• TEXT PROVIDED
/---

Sign up for The Wire Newsletter!

Dollars & Sense

What Expedite Owner-Operators Should Know About Their Compensation Plan

By Sean M. Lyden - Staff Writer
Posted Apr 3rd 2017 9:00AM

The compensation plan you agree to with your carrier sets the "rules of the road" for how you will make money with your truck. But it also impacts how much money you get to keep. So, how do ensure you've covered all your bases so you know what to expect and aren't blindsided by unpleasant surprises?

Here are five factors to consider.

1. Mileage vs. Percentage

Does the carrier pay by flat rate per mile or percentage of revenue on each load?

If it's "percentage of revenue," find out what that percentage is based on, advises Dale Watkins, compliance agent, at Owner Operator Independent Drivers Association (OOIDA).

"The biggest complaint we get on the percentage compensation is when the carrier is taking a cut of the revenue before they are figuring a percentage for the owner-operator," says Watkins. "So, look closely at the contract. There are some contracts where owner-operator pay is something like 70 percent of 98 percent--not 70 percent of 100 percent. That means [the carrier] would already be taking two percent off the top, which lowers the 'total revenue' amount that the owner-operator would be paid off of. Be sure to go in with your eyes wide open."

\---

• TASK
Resume the article on expedite owner-operator compensation plans, picking up right after its final sentence. The material after this article comes from a separate source.

• RAW DATA
/---

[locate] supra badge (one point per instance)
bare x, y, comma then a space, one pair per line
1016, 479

\---

• RESULT FOR THIS EXERCISE
With mileage pay, know what the pay rates are for the different types of miles.

"That is something that these guys have to figure out--if you have a contract that pays for 'all miles,' compared to a contract that only pays for 'loaded miles,'" says Watkins. "They have to sit down and do their homework. This is one thing I really caution guys about who call in about a contract."

Whichever types of plan you're being offered, run the numbers to compare the plans based on the specifics of your situation--to determine which route would be most advantageous to you.

2. Fuel surcharge

It can be a challenge to accurately figure out which companies offer the best rates because they all calculate fuel surcharge differently. Therefore, ask each carrier how they calculate their rates and whether they pay on all miles or only on loaded miles. If it's "all miles," find out what the difference is in fuel surcharge for loaded and unloaded miles.

(For more information, check out the Fuel Surcharge Calculator on the Owner-Operator Independent Drivers Association website at http://www.ooida.com/EducationTools/Tools/fuelsurcharge.asp.)

3. Payment Schedule

When can you expect to get paid? No matter what's included in a carrier's compensation plan, if you have to wait on your money longer than you expect, that delay in cash flow could sink your business before it gets started.

So, eliminate unpleasant surprises by knowing precisely when you should get paid and how the process works to ensure timely payment.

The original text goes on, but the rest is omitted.